可选地,第三网络设备为第一设备组中与第二设备组之间具有组间互联链路的除第一网络设备以外的任一网络设备。结合参考步骤201中的例子,第三网络设备可以是网络设备C2、网络设备C3、网络设备C4或网络设备C5。
可选地,属于同一设备组的多个网络设备之间互相通告自身的全局接口的拥塞状态。例如第一网络设备可以向第一设备组内的其它网络设备周期性或实时发送自身的全局接口的拥塞状态。第一网络设备中可以存储自身各个接口的最新拥塞状态以及第一设备组内的其它网络设备的全局接口的最新拥塞状态。例如,第一网络设备为图1中的网络设备C1,网络设备C1中所存储的各个接口在某个时刻的拥塞状态可以如表1所示。其中,“1”表示未发生拥塞,“2”表示发生拥塞。
表1
  GE1 GE2 GE3 GE4 GE5 GE6 GE7 GE8
网络设备C1 1 1 (1,2) (1,1) (2,2) (1,1) 1 1
网络设备C2 / / / / / / 1 2
网络设备C3 / / / / / / 2 1
网络设备C4 / / / / / / 2 2
网络设备C5 / / / / / / 1 1
参见表1,网络设备C1的本地接口GE3-6的拥塞状态(a,b),其中a表示用于转发网络设备C1中通过组内绕行最短路径转发的报文的第一出接口队列的拥塞状态,b表示用于转发网络设备C1中通过组内绕行非最短路径转发的报文的第二出接口队列的拥塞状态。
步骤206、第一网络设备将第一网络设备与第二网络设备之间未发生拥塞的任一组内绕行最短路径作为目标转发路径。
可选地,第一网络设备可以对第一网络设备与第二网络设备之间的所有组内绕行最短路径分别进行拥塞判断,然后从第一网络设备与第二网络设备之间未发生拥塞的组内绕行最短路径中随机选择一条作为目标转发路径。或者,第一网络设备也可以依次对第一网络设备与第二网络设备之间的组内绕行最短路径进行拥塞判断,在得到未发生拥塞的组内绕行最短路径之后停止判断,并将该未发生拥塞的组内绕行最短路径作为目标转发路径。
在如图1所示的蜻蜓网络中,网络设备C1与网络设备B5之间有4条组内绕行最短路径:网络设备C1→网络设备C2→网络设备B2→网络设备B5;网络设备C1→网络设备C3→网络设备B3→网络设备B5;网络设备C1→网络设备C4→网络设备B4→网络设备B5;网络设备C1→网络设备C5→网络设备B5。
步骤207、第一网络设备对第一网络设备与第二网络设备之间的本地直连非最短路径进行拥塞判断;若第一网络设备与第二网络设备之间存在未发生拥塞的本地直连非最短路径,则执行步骤208;若第一网络设备与第二网络设备之间不存在未发生拥塞的本地直连非最短路径,则执行步骤209。

练习任务
[1] 请复制关于蜻蜓网络拥塞判断的节选中自“步骤206、第一网络设备将第”起至“拥塞的组内绕行最短路径作为目标转发路径。”止的部分,首尾两处文字均包括在内。
[2] 根据关于蜻蜓网络拥塞判断的节选,说明表1中网络设备C1的接口GE3至GE6的拥塞状态为何以两个数值(a,b)表示,限一至三句。
[3] 请接着关于蜻蜓网络拥塞判断的节选的最后一句续写下文。

给定材料
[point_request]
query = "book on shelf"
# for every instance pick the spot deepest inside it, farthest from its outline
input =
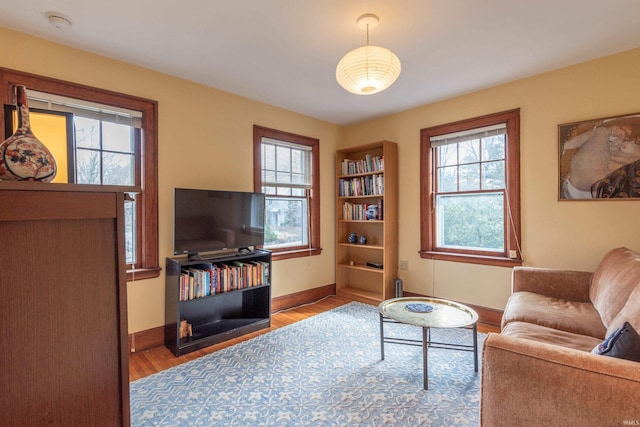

各题解答
[1]
步骤206、第一网络设备将第一网络设备与第二网络设备之间未发生拥塞的任一组内绕行最短路径作为目标转发路径。
可选地,第一网络设备可以对第一网络设备与第二网络设备之间的所有组内绕行最短路径分别进行拥塞判断,然后从第一网络设备与第二网络设备之间未发生拥塞的组内绕行最短路径中随机选择一条作为目标转发路径。或者,第一网络设备也可以依次对第一网络设备与第二网络设备之间的组内绕行最短路径进行拥塞判断,在得到未发生拥塞的组内绕行最短路径之后停止判断,并将该未发生拥塞的组内绕行最短路径作为目标转发路径。

[2] 这是因为这些本地接口的拥塞状态分别对应两个出接口队列。a表示用于转发网络设备C1中通过组内绕行最短路径转发的报文的第一出接口队列的拥塞状态,b表示用于转发通过组内绕行非最短路径转发的报文的第二出接口队列的拥塞状态。其中“1”表示未发生拥塞,“2”表示发生拥塞。

[3]
可选地,第一网络设备根据第一网络设备上与第三设备组连接的全局接口的拥塞状态,确定第一网络设备与第二网络设备之间经过第三设备组的本地直连非最短路径是否发生拥塞。若第一网络设备上与第三设备组连接的全局接口发生拥塞,则确定第一网络设备与第二网络设备之间经过第三设备组的本地直连非最短路径发生拥塞。若第一网络设备上与第三设备组连接的全局接口未发生拥塞,则确定第一网络设备与第二网络设备之间经过第三设备组的本地直连非最短路径未发生拥塞。
可选地,第三设备组为蜻蜓网络中除第一设备组和第二设备组以外的任一设备组。结合参考步骤201中的例子,第三设备组为设备组A。假设网络设备C1通过全局接口GE7与网络设备A5连接。若网络设备C1的全局接口GE7发生拥塞,则确定网络设备C1与网络设备A5之间的组间互联链路L AC5发生拥塞,进而确定网络设备C1与网络设备B5之间的本地直连非最短路径发生拥塞;若网络设备C1的全局接口GE7未发生拥塞,则确定网络设备C1与网络设备A5之间的组间互联链路L AC5未发生拥塞,进而确定网络设备C1与网络设备B5之间的本地直连非最短路径未发生拥塞。
步骤208、第一网络设备将第一网络设备与第二网络设备之间未发生拥塞的任一本地直连非最短路径作为目标转发路径。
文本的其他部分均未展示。